Kurze Übung:
Ändern Sie die gesamte Auflistung, indem Sie „wooden deck“ überall durch „wooden porch“ ersetzen. Alles Übrige bleibt unverändert.

Gegebene Auflistung:
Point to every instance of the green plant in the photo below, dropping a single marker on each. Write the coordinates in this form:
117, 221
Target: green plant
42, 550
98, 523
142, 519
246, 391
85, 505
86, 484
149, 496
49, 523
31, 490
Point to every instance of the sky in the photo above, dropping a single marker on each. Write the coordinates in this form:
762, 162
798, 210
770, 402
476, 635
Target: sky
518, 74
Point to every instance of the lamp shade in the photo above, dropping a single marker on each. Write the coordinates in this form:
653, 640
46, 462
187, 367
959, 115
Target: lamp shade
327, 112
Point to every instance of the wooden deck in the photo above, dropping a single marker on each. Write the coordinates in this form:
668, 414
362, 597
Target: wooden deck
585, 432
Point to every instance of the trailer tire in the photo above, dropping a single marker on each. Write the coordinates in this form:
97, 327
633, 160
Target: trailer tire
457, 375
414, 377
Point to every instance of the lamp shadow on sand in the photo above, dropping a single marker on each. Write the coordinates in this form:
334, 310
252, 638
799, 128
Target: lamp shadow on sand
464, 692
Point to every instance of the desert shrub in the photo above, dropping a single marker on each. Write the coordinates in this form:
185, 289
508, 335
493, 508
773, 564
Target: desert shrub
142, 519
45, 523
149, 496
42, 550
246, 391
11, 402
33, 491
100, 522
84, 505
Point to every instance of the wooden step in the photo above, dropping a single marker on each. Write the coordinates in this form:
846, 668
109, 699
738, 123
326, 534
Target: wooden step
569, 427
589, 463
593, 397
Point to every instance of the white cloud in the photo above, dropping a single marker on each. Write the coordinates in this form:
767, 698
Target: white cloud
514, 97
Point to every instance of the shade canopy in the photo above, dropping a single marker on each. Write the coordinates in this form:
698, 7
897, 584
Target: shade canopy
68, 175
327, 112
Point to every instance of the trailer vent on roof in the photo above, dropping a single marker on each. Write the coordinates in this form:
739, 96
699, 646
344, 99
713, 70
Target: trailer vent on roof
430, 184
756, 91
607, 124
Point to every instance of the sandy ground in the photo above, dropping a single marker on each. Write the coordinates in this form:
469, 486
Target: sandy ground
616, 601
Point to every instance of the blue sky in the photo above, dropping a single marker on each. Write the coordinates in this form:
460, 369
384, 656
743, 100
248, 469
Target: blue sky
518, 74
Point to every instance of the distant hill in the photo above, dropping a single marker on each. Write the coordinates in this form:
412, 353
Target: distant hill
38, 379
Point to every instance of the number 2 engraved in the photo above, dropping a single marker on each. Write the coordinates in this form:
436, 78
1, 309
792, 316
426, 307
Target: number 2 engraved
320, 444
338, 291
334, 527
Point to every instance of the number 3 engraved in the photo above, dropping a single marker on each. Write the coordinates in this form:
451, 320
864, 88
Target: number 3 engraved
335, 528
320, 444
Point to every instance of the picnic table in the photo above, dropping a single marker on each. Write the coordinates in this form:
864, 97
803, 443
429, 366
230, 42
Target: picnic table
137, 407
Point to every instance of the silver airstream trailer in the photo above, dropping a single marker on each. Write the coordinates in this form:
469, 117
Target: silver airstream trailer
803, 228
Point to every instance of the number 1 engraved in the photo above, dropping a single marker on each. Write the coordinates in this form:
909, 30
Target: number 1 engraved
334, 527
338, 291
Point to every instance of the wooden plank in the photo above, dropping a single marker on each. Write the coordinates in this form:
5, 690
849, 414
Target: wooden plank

Das Ergebnis:
Point to every instance of the green plant in the photo below, dropping a single marker on each. Write the coordinates in this form:
117, 221
Target: green plant
42, 550
98, 523
142, 519
246, 391
85, 505
86, 484
149, 496
49, 523
31, 490
Point to every instance of the sky in the photo above, dropping a single marker on each. Write the coordinates in this form:
762, 162
798, 210
770, 402
476, 635
Target: sky
518, 74
Point to every instance of the lamp shade in the photo above, dropping a single marker on each. Write the coordinates in this form:
653, 640
46, 462
187, 367
959, 115
Target: lamp shade
327, 112
Point to every instance of the wooden porch in the photo above, dropping a single marker on each. Write the coordinates in this form:
668, 414
362, 597
Target: wooden porch
585, 432
Point to every instance of the trailer tire in the photo above, dropping a single marker on each. Write the coordinates in this form:
97, 327
633, 160
Target: trailer tire
457, 375
414, 377
Point to every instance of the lamp shadow on sand in the photo above, dropping a single marker on each. Write the coordinates in this form:
334, 310
252, 638
799, 128
Target: lamp shadow on sand
464, 692
Point to every instance of the desert shrub in the photo above, dropping a single marker on each. Write the coordinates in this form:
185, 289
508, 335
493, 508
773, 564
Target: desert shrub
142, 519
45, 523
149, 496
42, 550
246, 391
11, 402
33, 491
100, 522
84, 505
Point to every instance of the wooden step in the photo above, dropping a single marker on each. Write the coordinates in this form:
846, 668
109, 699
738, 123
326, 534
Target: wooden step
569, 427
589, 463
593, 397
Point to every instance of the white cloud in the photo above, dropping a single marker on each. Write the coordinates in this form:
767, 698
Target: white cloud
514, 97
Point to every instance of the shade canopy in the photo above, dropping a single marker on each. Write the coordinates in this form:
698, 7
897, 584
Target: shade canopy
68, 175
327, 112
Point to every instance of the trailer vent on roof in the photo above, dropping a single marker on each. Write the coordinates in this form:
739, 96
699, 646
344, 99
713, 70
Target: trailer vent on roof
430, 184
756, 91
607, 124
Point to every instance of the sandy ground in the photo above, dropping a single marker on each. Write the coordinates in this form:
469, 486
Target: sandy ground
616, 601
Point to every instance of the blue sky in the photo above, dropping a single marker on each. Write the coordinates in this form:
460, 369
384, 656
743, 100
248, 469
Target: blue sky
518, 74
Point to every instance of the distant hill in the photo above, dropping a single marker on each. Write the coordinates in this form:
412, 353
Target: distant hill
38, 379
Point to every instance of the number 2 engraved in the photo above, dropping a single marker on each. Write the coordinates in this form:
436, 78
1, 309
792, 316
426, 307
Target: number 2 engraved
320, 444
338, 291
334, 527
Point to every instance of the number 3 engraved in the photo above, dropping a single marker on each. Write the coordinates in this form:
451, 320
864, 88
Target: number 3 engraved
335, 528
320, 444
Point to every instance of the picnic table in the photo above, dropping a single marker on each. Write the coordinates in this form:
864, 97
803, 443
429, 366
230, 42
Target: picnic table
137, 407
Point to every instance of the silver airstream trailer in the photo above, dropping a single marker on each. Write the coordinates in this form:
469, 117
Target: silver airstream trailer
803, 228
Point to every instance of the number 1 engraved in the photo above, dropping a single marker on each. Write the coordinates in this form:
909, 30
Target: number 1 engraved
334, 527
338, 291
Point to every instance of the wooden plank in the photo above, dropping a single marker on each. Write the coordinates in this form:
5, 690
849, 414
Target: wooden plank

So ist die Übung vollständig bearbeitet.